What to do:
Rewrite the records from the line containing "Mark every instance of the dark brick" through the end of the records, swapping "parked car" for "stationary car" and leaving everything else unchanged. Omit the pictures from your answer.

· · ·

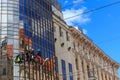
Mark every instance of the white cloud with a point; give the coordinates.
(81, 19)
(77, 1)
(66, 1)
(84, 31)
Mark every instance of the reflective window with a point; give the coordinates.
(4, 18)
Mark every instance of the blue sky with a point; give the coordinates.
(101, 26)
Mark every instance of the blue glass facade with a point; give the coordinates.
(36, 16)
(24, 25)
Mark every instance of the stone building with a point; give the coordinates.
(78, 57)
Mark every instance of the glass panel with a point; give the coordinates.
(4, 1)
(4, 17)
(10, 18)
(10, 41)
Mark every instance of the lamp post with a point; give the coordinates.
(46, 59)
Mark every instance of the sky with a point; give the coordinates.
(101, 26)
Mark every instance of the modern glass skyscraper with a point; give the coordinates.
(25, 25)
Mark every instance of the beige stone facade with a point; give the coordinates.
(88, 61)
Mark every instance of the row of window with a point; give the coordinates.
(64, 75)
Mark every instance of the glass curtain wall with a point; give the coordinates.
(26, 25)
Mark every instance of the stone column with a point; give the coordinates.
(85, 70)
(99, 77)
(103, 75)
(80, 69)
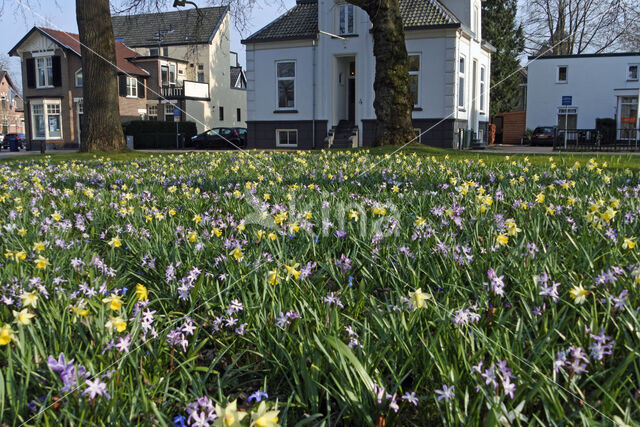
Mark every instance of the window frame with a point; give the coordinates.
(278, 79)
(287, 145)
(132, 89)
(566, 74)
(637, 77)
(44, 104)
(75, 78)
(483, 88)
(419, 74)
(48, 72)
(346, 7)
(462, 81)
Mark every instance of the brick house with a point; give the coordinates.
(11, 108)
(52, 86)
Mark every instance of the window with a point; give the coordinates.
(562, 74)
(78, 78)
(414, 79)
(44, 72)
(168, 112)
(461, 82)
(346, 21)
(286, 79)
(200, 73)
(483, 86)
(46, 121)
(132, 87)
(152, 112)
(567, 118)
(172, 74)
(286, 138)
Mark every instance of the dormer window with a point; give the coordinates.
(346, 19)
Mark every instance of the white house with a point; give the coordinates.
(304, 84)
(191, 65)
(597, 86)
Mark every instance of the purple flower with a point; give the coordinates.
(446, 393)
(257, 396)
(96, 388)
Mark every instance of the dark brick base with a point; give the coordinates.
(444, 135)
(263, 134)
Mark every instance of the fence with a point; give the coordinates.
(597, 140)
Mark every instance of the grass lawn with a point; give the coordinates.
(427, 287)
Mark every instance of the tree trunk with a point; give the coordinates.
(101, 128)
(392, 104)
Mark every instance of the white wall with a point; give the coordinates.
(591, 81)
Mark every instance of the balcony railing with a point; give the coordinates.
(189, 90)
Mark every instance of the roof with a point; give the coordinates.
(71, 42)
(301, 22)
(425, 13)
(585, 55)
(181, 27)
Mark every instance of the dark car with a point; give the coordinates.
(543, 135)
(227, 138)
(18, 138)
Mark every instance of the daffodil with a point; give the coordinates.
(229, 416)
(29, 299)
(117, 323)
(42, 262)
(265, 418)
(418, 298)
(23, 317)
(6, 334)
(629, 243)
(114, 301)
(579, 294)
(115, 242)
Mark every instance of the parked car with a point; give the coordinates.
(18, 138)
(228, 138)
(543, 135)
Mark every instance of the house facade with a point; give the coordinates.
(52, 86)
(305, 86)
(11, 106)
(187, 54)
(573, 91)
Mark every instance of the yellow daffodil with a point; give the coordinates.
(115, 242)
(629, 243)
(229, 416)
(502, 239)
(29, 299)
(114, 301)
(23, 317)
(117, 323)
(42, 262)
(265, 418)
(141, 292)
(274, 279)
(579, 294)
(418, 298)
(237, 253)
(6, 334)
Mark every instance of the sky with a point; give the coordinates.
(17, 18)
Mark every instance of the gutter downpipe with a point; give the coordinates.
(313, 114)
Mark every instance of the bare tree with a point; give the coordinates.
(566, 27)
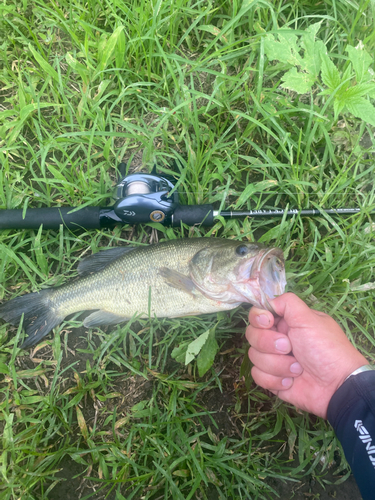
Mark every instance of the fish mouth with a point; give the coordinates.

· · ·

Task output:
Mark every instance of the dark brick base with a point; give the coordinates.
(444, 135)
(263, 134)
Mark every instance of the fence with a point; give the coordinates.
(597, 140)
Mark every instance of the grass lawn with a point; give the coordinates.
(427, 287)
Mark every instance of the tree trunk with a point; give the coordinates.
(101, 128)
(392, 104)
Mark every instance of the white wall with a point; give the coordinates.
(591, 81)
Mark every instance of the balcony railing with a point; give the coordinates.
(189, 90)
Mark every instance of the roof with a point; give the coordinates.
(71, 42)
(301, 22)
(425, 13)
(585, 55)
(181, 27)
Mark every instance of the dark car with a point; give the coordinates.
(543, 135)
(227, 138)
(18, 138)
Mark every instance of the daffodil with a point; give the coordinates.
(229, 416)
(29, 299)
(117, 323)
(42, 262)
(265, 418)
(418, 298)
(23, 317)
(6, 334)
(629, 243)
(114, 301)
(579, 294)
(115, 242)
Mark every instance of the stationary car with a point; give the coordinates.
(18, 138)
(228, 138)
(543, 135)
Mark every instance of the house facade with a point; give the coordinates.
(52, 86)
(305, 86)
(11, 106)
(187, 54)
(573, 91)
Mark every instance of the yellow daffodil with a point; give the coordinates.
(115, 242)
(629, 243)
(229, 416)
(502, 239)
(29, 299)
(114, 301)
(23, 317)
(117, 323)
(42, 262)
(265, 418)
(141, 292)
(274, 279)
(579, 294)
(418, 298)
(237, 253)
(6, 334)
Mark every instance of the sky with a point; give the coordinates.
(17, 18)
Mark every instance of the gutter downpipe with a point; give the coordinates.
(313, 114)
Mark every instance of the bare tree with a point; give the coordinates.
(566, 27)
Mark every instance of the fish mouth with a point; give the coordinates.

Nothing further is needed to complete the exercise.